• _Written instruction_: Reproduce the rows from the line containing "of the jacket" through the end of the rows, requests included. Shift every coordinate in the answers up by 59, and leave the requests and their sample coordinates as they are.

########

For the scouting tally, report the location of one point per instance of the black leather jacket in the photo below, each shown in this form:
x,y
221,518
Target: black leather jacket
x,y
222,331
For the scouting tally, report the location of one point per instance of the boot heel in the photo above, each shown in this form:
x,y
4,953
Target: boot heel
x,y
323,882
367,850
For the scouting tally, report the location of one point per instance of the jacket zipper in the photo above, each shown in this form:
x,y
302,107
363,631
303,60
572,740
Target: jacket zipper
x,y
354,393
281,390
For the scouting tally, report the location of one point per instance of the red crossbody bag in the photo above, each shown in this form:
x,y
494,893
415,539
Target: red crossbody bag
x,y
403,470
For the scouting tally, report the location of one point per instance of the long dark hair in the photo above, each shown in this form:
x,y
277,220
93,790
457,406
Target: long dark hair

########

• _Worked answer_:
For the scouting tally, report the location of one point per instance of the jacket zipper in the photo above, each shown in this form:
x,y
302,107
363,631
303,60
572,740
Target: jacket zipper
x,y
413,452
340,449
For the scouting tally, report the location of one point per instance of the red crossbody bag in the photo above, each shown in this form:
x,y
494,893
415,539
Target: red crossbody bag
x,y
462,529
For the scouting tally, report the location of one point per instance of the long dark hair in the photo above, each shown in this form:
x,y
277,220
93,790
457,406
Target: long dark hair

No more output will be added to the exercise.